• _Document text_
— start —

For example, if you integrate the constant 5 with respect to ( x ), you get:
$$ \int 5 \, dx = 5x + C $$
This means that the integral of 5 with respect to ( x ) is a linear function ( 5x ) plus an arbitrary constant ( C ).
Geometrical Meaning of Integration of constant
Integration of constant 5 represent family of curves as show in below figure .Each of which can be obtained by the shifting any one of the curves parallel to itself
Examples
- Integration of 2:
$$ \int 2 \, dx = 2x + C_1 $$ - Integration of 3:
$$ \int 3 \, dx = 3x + C_2 $$ - Integration of 4:
$$ \int 4 \, dx = 4x + C_3 $$ - Integration of 6:
$$ \int 6 \, dx = 6x + C_4 $$ - Integration of ( \pi ) (Pi is a constant approximately equal to 3.14159):
$$ \int \pi \, dx = \pi x + C_5 $$ - Integration of ( e ) (e is Euler’s number, approximately equal to 2.71828):
$$ \int e \, dx = ex + C_6 $$ - Integration of 0:
$$ \int 0 \, dx = 0x + C_7 = C_7 $$
In each case, the ( C_i ) represents a unique constant of integration for that particular integral. The integral of a constant is a linear function in ( x ), with the slope equal to the constant being integrated.

— end —

• _Records provided_
— start —

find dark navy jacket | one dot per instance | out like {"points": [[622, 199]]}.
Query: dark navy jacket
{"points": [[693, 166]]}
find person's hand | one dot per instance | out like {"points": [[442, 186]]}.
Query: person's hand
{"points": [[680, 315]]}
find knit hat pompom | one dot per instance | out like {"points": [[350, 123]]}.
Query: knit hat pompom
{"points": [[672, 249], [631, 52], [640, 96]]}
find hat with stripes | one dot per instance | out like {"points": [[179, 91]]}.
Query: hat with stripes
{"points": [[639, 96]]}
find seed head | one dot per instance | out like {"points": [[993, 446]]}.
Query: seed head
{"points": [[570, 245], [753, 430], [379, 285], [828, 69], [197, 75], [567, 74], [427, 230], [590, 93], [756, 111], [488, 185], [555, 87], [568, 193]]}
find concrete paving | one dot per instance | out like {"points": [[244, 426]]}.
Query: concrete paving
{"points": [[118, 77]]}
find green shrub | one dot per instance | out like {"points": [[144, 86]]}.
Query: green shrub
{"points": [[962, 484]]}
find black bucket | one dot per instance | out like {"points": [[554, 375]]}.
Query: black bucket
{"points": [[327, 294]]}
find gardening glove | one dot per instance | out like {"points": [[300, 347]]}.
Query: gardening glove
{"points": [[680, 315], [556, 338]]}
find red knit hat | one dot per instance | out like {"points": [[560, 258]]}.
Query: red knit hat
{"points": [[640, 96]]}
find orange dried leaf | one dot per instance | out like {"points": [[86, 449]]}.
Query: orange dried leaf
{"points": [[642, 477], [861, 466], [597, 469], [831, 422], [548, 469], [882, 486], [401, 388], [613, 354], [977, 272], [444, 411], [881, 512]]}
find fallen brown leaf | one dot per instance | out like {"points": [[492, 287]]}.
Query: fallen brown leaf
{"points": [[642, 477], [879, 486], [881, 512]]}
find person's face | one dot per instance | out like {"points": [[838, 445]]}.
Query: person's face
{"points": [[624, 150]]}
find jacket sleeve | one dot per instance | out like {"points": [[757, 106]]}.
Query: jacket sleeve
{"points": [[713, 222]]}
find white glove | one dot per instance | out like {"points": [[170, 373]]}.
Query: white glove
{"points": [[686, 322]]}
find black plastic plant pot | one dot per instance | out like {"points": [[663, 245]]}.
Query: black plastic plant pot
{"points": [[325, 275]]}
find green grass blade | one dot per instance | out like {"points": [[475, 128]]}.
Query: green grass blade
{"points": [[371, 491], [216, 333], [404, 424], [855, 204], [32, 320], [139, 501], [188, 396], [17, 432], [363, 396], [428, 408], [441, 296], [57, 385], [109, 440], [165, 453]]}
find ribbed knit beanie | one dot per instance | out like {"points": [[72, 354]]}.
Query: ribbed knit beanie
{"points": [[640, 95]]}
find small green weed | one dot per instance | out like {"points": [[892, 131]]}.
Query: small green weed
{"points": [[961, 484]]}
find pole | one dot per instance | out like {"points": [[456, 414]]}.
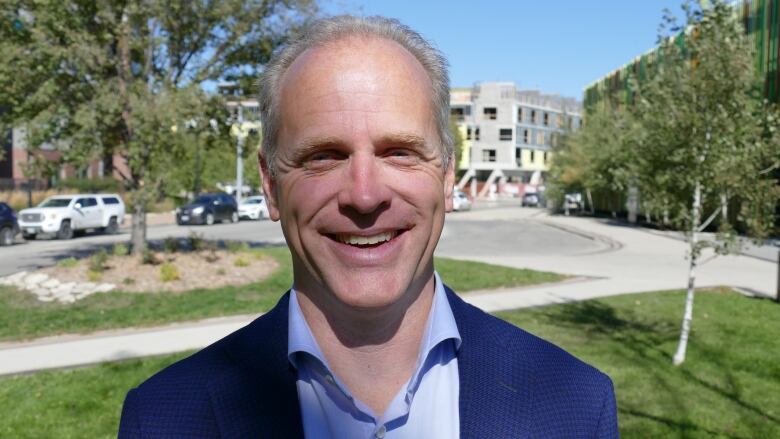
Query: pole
{"points": [[239, 153], [777, 296]]}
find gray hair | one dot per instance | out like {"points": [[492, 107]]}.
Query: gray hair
{"points": [[328, 30]]}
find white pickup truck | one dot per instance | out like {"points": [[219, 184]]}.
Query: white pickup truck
{"points": [[64, 215]]}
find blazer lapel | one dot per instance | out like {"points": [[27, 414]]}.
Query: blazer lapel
{"points": [[495, 386], [258, 397]]}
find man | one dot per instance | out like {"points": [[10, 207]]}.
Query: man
{"points": [[357, 165]]}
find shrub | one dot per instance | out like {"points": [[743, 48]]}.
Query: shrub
{"points": [[149, 258], [236, 246], [68, 262], [169, 272], [121, 250], [195, 241], [97, 262]]}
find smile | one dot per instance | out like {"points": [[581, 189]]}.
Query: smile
{"points": [[361, 241]]}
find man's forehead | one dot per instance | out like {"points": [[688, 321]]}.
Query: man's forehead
{"points": [[370, 64]]}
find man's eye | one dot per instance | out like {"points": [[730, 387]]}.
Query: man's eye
{"points": [[402, 156], [322, 160]]}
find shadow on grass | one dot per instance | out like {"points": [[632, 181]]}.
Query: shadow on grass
{"points": [[683, 427], [641, 341]]}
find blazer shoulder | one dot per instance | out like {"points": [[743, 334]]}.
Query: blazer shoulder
{"points": [[535, 352], [177, 398]]}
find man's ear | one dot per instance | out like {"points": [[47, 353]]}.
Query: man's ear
{"points": [[269, 187], [449, 184]]}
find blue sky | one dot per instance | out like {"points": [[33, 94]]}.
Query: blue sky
{"points": [[555, 46]]}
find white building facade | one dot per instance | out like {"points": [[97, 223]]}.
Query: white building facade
{"points": [[509, 134]]}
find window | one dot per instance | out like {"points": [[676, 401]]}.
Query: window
{"points": [[507, 92], [458, 113]]}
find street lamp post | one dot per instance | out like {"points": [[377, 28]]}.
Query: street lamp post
{"points": [[239, 154]]}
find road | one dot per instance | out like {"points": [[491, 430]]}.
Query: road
{"points": [[614, 257]]}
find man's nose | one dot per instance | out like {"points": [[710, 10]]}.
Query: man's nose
{"points": [[366, 188]]}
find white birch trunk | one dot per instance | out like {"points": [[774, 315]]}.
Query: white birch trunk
{"points": [[679, 356], [590, 202]]}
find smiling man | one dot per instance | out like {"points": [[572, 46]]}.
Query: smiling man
{"points": [[357, 166]]}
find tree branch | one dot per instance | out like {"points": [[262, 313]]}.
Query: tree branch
{"points": [[769, 169], [709, 220]]}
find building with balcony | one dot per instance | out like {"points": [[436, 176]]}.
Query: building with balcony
{"points": [[509, 133]]}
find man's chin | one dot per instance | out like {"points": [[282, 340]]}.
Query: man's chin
{"points": [[376, 293]]}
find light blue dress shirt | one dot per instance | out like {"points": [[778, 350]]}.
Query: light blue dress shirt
{"points": [[426, 406]]}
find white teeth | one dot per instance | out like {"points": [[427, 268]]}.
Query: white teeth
{"points": [[366, 240]]}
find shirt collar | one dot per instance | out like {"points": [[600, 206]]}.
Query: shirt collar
{"points": [[441, 326]]}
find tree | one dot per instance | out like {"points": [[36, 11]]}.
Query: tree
{"points": [[98, 78], [594, 158], [707, 139]]}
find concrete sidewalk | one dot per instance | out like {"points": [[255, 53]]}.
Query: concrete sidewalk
{"points": [[73, 350], [630, 261]]}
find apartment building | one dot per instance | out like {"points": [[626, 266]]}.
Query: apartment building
{"points": [[509, 132]]}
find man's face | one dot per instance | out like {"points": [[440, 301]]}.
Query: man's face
{"points": [[360, 188]]}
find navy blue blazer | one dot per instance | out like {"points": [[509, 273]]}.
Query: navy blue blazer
{"points": [[512, 385]]}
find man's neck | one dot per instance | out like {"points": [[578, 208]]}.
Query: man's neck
{"points": [[373, 355]]}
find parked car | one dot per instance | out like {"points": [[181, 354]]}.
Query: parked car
{"points": [[208, 209], [573, 201], [253, 208], [532, 199], [9, 226], [64, 215], [460, 201]]}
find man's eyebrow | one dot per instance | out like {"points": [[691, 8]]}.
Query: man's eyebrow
{"points": [[404, 139], [314, 144]]}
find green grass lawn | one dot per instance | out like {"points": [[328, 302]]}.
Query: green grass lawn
{"points": [[728, 388], [24, 317]]}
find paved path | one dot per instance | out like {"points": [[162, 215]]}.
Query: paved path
{"points": [[621, 260]]}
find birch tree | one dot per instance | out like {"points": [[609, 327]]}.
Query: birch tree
{"points": [[707, 140], [102, 77]]}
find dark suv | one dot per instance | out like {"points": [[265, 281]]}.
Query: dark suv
{"points": [[9, 226], [208, 209]]}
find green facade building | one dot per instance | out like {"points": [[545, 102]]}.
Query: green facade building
{"points": [[761, 19]]}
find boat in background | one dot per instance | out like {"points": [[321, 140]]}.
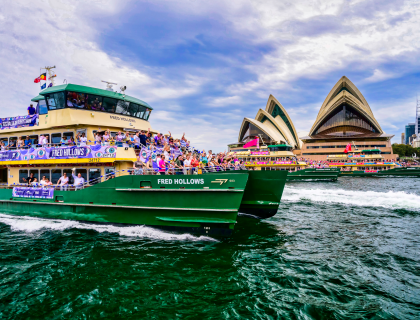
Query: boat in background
{"points": [[369, 163], [281, 158], [263, 192]]}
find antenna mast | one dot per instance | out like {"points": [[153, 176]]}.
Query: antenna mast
{"points": [[51, 75]]}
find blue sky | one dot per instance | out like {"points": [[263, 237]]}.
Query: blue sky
{"points": [[203, 67]]}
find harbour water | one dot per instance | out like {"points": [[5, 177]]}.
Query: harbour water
{"points": [[336, 250]]}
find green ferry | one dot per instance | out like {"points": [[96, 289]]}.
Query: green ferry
{"points": [[206, 204], [281, 158], [369, 163], [263, 192]]}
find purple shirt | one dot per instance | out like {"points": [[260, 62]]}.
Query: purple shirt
{"points": [[31, 110]]}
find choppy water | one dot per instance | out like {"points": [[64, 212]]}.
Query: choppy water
{"points": [[344, 250]]}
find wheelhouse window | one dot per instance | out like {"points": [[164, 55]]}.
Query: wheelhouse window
{"points": [[23, 174], [76, 100], [44, 173], [55, 175], [55, 100], [110, 105], [94, 102], [70, 99], [55, 137]]}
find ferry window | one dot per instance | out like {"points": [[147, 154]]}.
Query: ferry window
{"points": [[42, 107], [35, 172], [108, 171], [55, 175], [141, 112], [122, 107], [133, 109], [23, 174], [69, 172], [83, 172], [94, 175], [44, 173], [5, 141], [110, 105], [55, 100], [75, 100], [55, 137], [94, 102], [68, 135], [34, 139], [12, 142]]}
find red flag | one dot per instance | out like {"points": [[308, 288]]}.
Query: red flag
{"points": [[255, 142], [348, 148]]}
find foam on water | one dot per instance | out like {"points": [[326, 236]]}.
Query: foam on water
{"points": [[31, 224], [390, 199]]}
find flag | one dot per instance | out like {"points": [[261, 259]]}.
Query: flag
{"points": [[255, 142], [348, 148]]}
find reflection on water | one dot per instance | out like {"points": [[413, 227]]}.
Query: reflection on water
{"points": [[339, 250]]}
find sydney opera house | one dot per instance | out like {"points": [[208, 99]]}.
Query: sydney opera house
{"points": [[345, 117]]}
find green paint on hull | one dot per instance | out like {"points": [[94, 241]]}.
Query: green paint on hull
{"points": [[263, 192], [206, 204], [314, 174], [402, 172]]}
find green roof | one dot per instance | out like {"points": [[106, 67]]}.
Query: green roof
{"points": [[37, 98], [279, 145], [96, 91]]}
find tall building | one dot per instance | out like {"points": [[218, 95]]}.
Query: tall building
{"points": [[410, 129], [417, 130], [345, 117]]}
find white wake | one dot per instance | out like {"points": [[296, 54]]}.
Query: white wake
{"points": [[31, 224], [390, 199]]}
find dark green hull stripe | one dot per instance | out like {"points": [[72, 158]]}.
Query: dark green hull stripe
{"points": [[116, 206], [183, 190], [196, 219]]}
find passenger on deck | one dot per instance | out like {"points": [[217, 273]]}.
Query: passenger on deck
{"points": [[28, 142], [138, 166], [29, 179], [31, 110], [81, 139], [34, 183], [63, 140], [79, 181], [64, 182], [20, 143]]}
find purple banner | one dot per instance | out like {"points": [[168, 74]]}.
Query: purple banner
{"points": [[95, 151], [36, 193], [17, 122]]}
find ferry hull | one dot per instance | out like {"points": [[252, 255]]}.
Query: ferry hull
{"points": [[396, 172], [191, 208], [330, 174], [263, 192]]}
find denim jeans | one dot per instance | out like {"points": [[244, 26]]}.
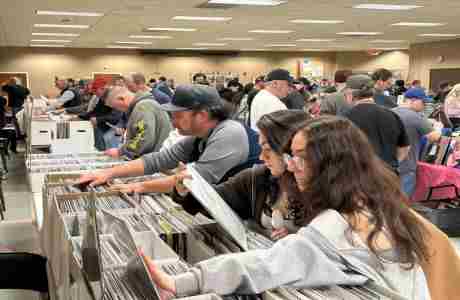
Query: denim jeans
{"points": [[408, 183], [111, 140], [106, 140]]}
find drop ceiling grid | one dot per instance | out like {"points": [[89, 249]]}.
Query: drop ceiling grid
{"points": [[124, 18]]}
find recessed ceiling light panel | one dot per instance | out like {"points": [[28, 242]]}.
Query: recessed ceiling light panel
{"points": [[281, 45], [68, 13], [236, 39], [210, 44], [55, 34], [192, 18], [61, 26], [388, 41], [418, 24], [315, 40], [50, 41], [270, 31], [359, 33], [387, 6], [158, 37], [248, 2], [47, 46], [439, 35], [133, 43], [307, 21], [171, 29]]}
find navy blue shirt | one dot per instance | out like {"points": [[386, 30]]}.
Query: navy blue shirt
{"points": [[160, 97]]}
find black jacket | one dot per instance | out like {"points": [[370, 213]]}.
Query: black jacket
{"points": [[103, 114], [16, 94]]}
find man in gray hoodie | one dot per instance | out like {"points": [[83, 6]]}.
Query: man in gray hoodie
{"points": [[217, 146], [148, 125]]}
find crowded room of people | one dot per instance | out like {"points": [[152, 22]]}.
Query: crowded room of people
{"points": [[230, 150]]}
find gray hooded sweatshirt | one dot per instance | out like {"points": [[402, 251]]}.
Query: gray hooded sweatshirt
{"points": [[324, 253]]}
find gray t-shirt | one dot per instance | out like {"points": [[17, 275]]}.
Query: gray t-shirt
{"points": [[417, 126], [226, 147], [335, 104]]}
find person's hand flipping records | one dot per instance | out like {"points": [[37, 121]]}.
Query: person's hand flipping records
{"points": [[181, 174], [163, 281], [127, 188], [95, 179]]}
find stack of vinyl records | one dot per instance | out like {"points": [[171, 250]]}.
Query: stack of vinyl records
{"points": [[72, 162], [125, 180], [62, 130], [157, 204], [79, 204]]}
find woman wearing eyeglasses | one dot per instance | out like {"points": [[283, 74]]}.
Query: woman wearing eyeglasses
{"points": [[356, 230], [256, 194]]}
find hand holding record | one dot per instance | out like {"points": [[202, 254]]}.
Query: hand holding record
{"points": [[163, 281]]}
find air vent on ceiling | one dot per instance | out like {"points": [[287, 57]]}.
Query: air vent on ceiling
{"points": [[208, 5]]}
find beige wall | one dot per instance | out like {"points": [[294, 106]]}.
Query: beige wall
{"points": [[425, 57], [43, 64], [361, 61]]}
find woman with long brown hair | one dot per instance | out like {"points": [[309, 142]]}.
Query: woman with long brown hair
{"points": [[357, 228]]}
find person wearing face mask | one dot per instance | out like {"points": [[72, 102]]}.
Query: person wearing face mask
{"points": [[256, 193], [269, 99], [383, 79], [356, 230]]}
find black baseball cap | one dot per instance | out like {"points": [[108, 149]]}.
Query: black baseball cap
{"points": [[279, 74], [193, 96]]}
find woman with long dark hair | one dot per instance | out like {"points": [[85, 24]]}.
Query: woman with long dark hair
{"points": [[256, 193], [357, 227]]}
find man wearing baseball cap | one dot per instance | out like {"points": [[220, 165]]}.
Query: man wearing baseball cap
{"points": [[100, 116], [383, 128], [417, 126], [218, 147], [269, 99]]}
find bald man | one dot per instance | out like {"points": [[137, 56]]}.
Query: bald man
{"points": [[148, 125]]}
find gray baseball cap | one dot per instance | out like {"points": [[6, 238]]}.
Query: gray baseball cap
{"points": [[193, 96]]}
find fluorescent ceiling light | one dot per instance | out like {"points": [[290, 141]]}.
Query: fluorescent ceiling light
{"points": [[390, 49], [48, 46], [192, 18], [418, 24], [68, 13], [439, 35], [270, 31], [236, 39], [387, 6], [306, 21], [134, 43], [61, 26], [359, 33], [315, 40], [388, 41], [192, 48], [171, 29], [281, 45], [253, 49], [51, 41], [158, 37], [55, 34], [210, 44], [248, 2], [123, 47]]}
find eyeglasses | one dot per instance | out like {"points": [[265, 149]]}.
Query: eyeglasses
{"points": [[297, 161]]}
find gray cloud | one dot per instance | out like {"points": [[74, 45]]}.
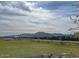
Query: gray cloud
{"points": [[24, 16]]}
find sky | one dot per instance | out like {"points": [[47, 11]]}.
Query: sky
{"points": [[36, 16]]}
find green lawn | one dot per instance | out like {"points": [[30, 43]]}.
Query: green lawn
{"points": [[27, 48]]}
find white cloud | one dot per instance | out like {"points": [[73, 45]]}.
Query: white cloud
{"points": [[25, 16]]}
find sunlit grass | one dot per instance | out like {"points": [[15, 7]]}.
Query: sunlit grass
{"points": [[26, 48]]}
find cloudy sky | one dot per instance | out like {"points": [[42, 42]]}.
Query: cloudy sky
{"points": [[38, 16]]}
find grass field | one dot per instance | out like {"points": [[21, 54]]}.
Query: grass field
{"points": [[27, 48]]}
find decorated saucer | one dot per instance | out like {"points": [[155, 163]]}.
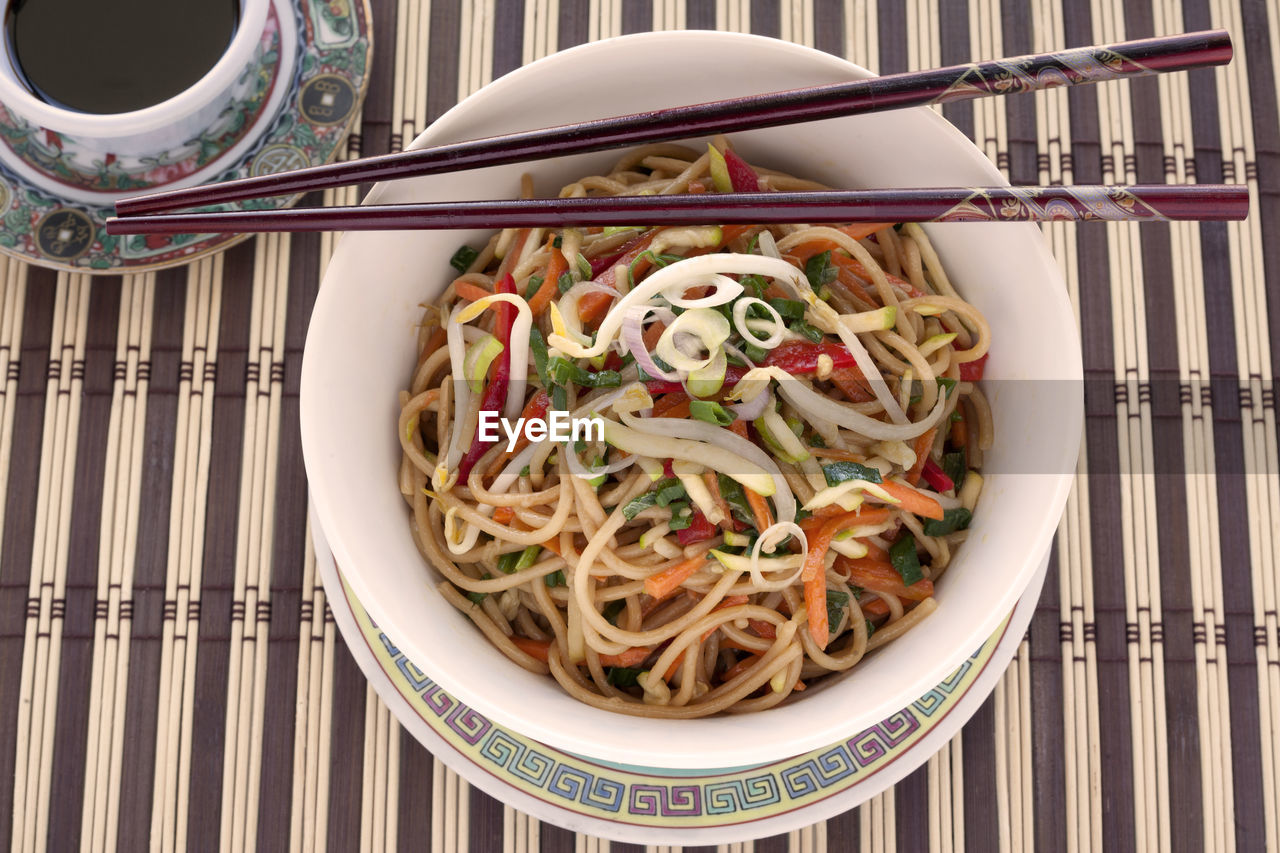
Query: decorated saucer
{"points": [[291, 110], [662, 806]]}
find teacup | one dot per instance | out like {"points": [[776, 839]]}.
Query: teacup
{"points": [[97, 158]]}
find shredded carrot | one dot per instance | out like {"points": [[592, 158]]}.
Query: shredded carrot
{"points": [[851, 384], [668, 580], [470, 292], [922, 446], [912, 501], [533, 648], [631, 657], [862, 516], [556, 267], [880, 575], [759, 509]]}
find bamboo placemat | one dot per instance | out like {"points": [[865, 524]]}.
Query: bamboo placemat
{"points": [[169, 671]]}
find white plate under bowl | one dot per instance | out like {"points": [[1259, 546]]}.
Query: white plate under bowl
{"points": [[656, 806], [361, 350]]}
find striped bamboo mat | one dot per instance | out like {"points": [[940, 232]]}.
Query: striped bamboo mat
{"points": [[169, 674]]}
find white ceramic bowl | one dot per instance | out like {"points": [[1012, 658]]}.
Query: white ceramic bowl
{"points": [[361, 349]]}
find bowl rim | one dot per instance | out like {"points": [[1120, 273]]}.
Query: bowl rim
{"points": [[927, 675]]}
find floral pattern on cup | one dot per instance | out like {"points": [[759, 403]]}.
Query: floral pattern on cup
{"points": [[39, 227], [74, 163]]}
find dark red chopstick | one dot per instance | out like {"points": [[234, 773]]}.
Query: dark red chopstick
{"points": [[1155, 203], [895, 91]]}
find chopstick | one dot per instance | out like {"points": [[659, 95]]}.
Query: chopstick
{"points": [[1155, 203], [895, 91]]}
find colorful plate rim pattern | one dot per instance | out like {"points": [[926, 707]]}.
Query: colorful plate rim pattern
{"points": [[330, 68], [648, 804]]}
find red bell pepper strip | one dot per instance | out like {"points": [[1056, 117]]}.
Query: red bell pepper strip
{"points": [[973, 370], [499, 375], [741, 176], [936, 477], [699, 529]]}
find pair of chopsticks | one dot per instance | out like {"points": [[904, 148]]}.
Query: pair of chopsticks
{"points": [[1074, 67]]}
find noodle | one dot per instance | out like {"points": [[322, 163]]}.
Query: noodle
{"points": [[773, 514]]}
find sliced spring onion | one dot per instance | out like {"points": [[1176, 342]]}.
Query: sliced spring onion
{"points": [[704, 382], [519, 345], [718, 169], [877, 320], [780, 329], [952, 520], [480, 355], [712, 413], [676, 279]]}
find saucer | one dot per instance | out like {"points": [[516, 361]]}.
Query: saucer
{"points": [[312, 82], [662, 806]]}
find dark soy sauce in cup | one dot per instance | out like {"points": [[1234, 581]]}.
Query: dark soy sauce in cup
{"points": [[115, 55]]}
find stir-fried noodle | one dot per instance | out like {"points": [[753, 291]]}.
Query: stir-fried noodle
{"points": [[777, 448]]}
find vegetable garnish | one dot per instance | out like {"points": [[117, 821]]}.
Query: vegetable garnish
{"points": [[664, 565]]}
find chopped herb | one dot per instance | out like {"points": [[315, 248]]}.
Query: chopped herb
{"points": [[789, 309], [667, 491], [612, 610], [681, 516], [819, 270], [837, 605], [624, 675], [842, 471], [952, 520], [954, 465], [661, 495], [464, 258], [905, 561], [736, 498], [562, 372], [539, 346], [712, 413]]}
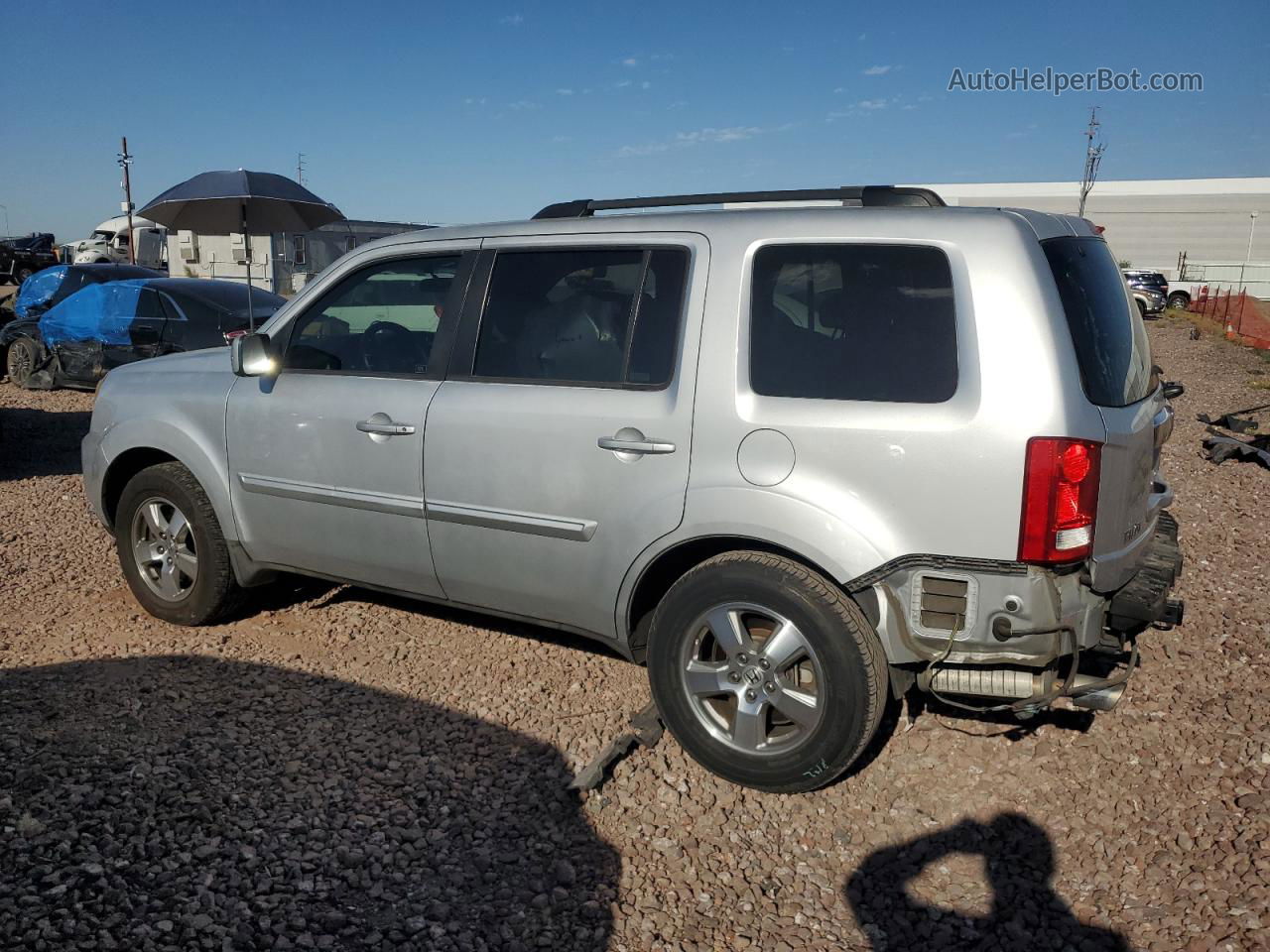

— end —

• _Written exercise_
From the page on integrating constants, list every constant integrated under the "Examples" heading.

• _Expected answer_
2, 3, 4, 6, π, e, 0